* TEXT EXCERPT
::::::

A typical edit-with-confirm loop:
- You describe a change. “Refactor
validate_qc_outputsto take an optionalmin_cellsargument, default 1000.” - The assistant reads the relevant files. Your test file, the function, its callers.
- It proposes a diff. Added parameter, updated docstring, updated tests, updated one caller.
- You review the diff. Accept all, accept some, reject. The assistant cannot apply changes without your click.
- Tests run, locally or in CI.
The confirm gate here is the diff review. The asymmetry that makes it work: the AI is fast at producing many small edits, and you are fast at scanning a diff. Removing the gate (an “auto-apply” mode) turns a coding assistant into an unsupervised agent. That is the moment to re-evaluate the blast radius.
A failure mode specific to this pattern is an assistant that confidently rewrites a passing test to make a buggy implementation pass. The diff looks reasonable. The test no longer guards what it used to guard. The mitigation is to read the test changes, not just the implementation changes. That is exactly the Discernment move.
When not to use an agent
A loop is overhead. If the task does not benefit from the loop, do not use one.
- One-shot tasks. “Generate a regex for the date format” does not need a loop. A chat completion is enough.
- Irreversible actions without easy rollback. Submitting a manuscript, sending email, transferring funds, dropping database tables. Even with a confirm gate, the social or scientific cost of one wrong confirmation is too high. Keep these in human-only workflows.
- Tasks where the human-confirm gate fires every step. If you would have to approve every action anyway (reviewing every proposed edit to a manuscript), the agent is just a slower text editor with extra failure modes.
- High-trust, low-frequency tasks. Rare actions are exactly the ones whose patterns the AI has not memorised reliably. The cost of a bug is high. The speed-up from automation is small.
The right question is not “can I build an agent for this?”. Current frameworks make that easy. The right question is “does the loop save more human time than the human-confirm gates and verification overhead cost?”.
Further reading
- Anthropic. (2025). Building effective agents. A practical taxonomy of agentic patterns (augmented LLM, routing, parallelisation, orchestration). The blast-radius framing maps onto the orchestrator-subagent distinction.
- Weng, L. (2023). LLM-powered autonomous agents. Lilian Weng’s blog. A thorough technical walkthrough of memory, tool use, and planning in agent architectures.
- Yao, S., et al. (2023). ReAct: Synergizing reasoning and acting in language models. ICLR 2023. Established the think-act-observe loop underlying most current agent frameworks.
- Ruan, Y., et al. (2023). Identifying the risks of LM agents with an LM-emulated sandbox. arXiv:2309.15817. Empirical study of agent failure modes. Good grounding for the blast-radius framing above.
- A “chat assistant” is given a single tool:
run_shell_command. Why is the marketing category misleading? - You are using a coding assistant in edit-with-confirm mode. What is the most important thing to actually read in the proposed diff, and why?
- Name two task types where building an agent is the wrong move, and explain why for one of them.
Answers: 1. The blast radius is the right framing, not the label. A single shell tool gives the assistant the ability to take destructive, irreversible actions on the host system. Functionally, that’s an agent. 2. Read the test changes, not just the implementation. An assistant can “fix” a failing build by rewriting the test to match a buggy implementation. The diff looks reasonable but the test no longer guards what it used to. 3. Examples: irreversible actions without rollback (submitting a manuscript, sending email, where one wrong confirmation has a high social or scientific cost); tasks where the human would confirm every step anyway (the agent becomes a slower text editor with extra failure modes); one-shot tasks (a chat completion is enough; no loop needed).

::::::

* WHAT THIS EXERCISE ASKS
(a) In the text on AI agents, what serves as the confirm gate in the edit-with-confirm loop?
(b) Reproduce the part of the text on AI agents from "- Yao, S., et" up to and including "one of them.", without any changes.

::::::

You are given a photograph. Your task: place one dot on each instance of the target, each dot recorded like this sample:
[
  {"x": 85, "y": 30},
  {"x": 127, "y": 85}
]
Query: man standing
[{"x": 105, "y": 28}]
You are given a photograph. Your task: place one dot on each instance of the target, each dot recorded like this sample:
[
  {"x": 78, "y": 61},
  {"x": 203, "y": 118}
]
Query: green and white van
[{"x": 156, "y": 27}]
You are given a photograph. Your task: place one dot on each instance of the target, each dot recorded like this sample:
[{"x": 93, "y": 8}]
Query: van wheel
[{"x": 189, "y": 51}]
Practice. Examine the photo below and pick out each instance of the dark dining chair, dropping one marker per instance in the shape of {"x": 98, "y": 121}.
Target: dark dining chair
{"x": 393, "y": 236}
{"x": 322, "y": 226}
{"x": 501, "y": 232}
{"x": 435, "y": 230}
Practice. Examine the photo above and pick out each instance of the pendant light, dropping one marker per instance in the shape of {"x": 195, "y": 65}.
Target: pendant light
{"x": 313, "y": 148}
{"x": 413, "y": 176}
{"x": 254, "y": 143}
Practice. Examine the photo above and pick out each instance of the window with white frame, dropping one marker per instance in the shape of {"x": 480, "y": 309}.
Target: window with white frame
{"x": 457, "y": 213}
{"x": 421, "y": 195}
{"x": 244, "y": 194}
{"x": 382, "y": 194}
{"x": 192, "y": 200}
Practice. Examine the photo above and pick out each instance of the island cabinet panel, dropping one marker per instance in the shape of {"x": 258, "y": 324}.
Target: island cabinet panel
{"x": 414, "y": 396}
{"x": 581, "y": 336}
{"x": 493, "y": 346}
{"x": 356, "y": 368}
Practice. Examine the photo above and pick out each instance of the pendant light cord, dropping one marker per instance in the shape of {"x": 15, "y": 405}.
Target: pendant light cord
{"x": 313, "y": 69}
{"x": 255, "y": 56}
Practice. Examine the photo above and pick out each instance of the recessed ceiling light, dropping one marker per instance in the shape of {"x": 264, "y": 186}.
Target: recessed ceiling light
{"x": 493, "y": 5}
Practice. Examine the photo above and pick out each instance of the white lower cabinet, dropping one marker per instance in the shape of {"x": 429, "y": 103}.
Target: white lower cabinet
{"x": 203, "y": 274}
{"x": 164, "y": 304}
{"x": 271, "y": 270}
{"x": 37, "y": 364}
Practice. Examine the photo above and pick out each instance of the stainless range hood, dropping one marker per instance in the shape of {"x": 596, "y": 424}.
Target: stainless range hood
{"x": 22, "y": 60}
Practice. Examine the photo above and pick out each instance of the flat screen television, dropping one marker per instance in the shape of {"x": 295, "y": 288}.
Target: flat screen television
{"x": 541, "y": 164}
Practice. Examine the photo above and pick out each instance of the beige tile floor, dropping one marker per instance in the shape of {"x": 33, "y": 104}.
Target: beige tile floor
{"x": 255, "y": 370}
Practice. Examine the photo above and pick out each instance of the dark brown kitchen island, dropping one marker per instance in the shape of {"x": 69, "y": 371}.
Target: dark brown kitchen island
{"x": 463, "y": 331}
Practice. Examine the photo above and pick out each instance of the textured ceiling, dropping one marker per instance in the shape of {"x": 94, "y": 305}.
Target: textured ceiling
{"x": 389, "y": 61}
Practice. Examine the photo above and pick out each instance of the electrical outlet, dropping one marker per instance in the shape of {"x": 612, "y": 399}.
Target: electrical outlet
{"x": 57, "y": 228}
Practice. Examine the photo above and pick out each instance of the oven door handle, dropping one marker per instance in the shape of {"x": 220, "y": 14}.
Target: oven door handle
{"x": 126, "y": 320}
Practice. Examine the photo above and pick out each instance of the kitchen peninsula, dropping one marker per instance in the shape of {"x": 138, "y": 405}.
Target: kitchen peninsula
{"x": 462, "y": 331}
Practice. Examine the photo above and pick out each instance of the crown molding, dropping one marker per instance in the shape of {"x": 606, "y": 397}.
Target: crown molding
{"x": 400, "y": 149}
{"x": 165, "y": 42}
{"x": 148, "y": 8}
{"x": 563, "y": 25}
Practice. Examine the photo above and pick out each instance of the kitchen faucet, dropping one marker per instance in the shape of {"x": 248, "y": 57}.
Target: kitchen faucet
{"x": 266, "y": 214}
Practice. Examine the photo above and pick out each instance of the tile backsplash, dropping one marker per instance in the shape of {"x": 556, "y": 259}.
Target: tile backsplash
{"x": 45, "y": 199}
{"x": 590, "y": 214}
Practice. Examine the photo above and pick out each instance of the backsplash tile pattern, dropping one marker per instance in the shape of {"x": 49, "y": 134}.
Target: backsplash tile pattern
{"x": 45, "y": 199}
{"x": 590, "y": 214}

::::::

* SOLUTION SET
(a) The diff review.

(b)
- Yao, S., et al. (2023). ReAct: Synergizing reasoning and acting in language models. ICLR 2023. Established the think-act-observe loop underlying most current agent frameworks.
- Ruan, Y., et al. (2023). Identifying the risks of LM agents with an LM-emulated sandbox. arXiv:2309.15817. Empirical study of agent failure modes. Good grounding for the blast-radius framing above.
- A “chat assistant” is given a single tool:
run_shell_command. Why is the marketing category misleading? - You are using a coding assistant in edit-with-confirm mode. What is the most important thing to actually read in the proposed diff, and why?
- Name two task types where building an agent is the wrong move, and explain why for one of them.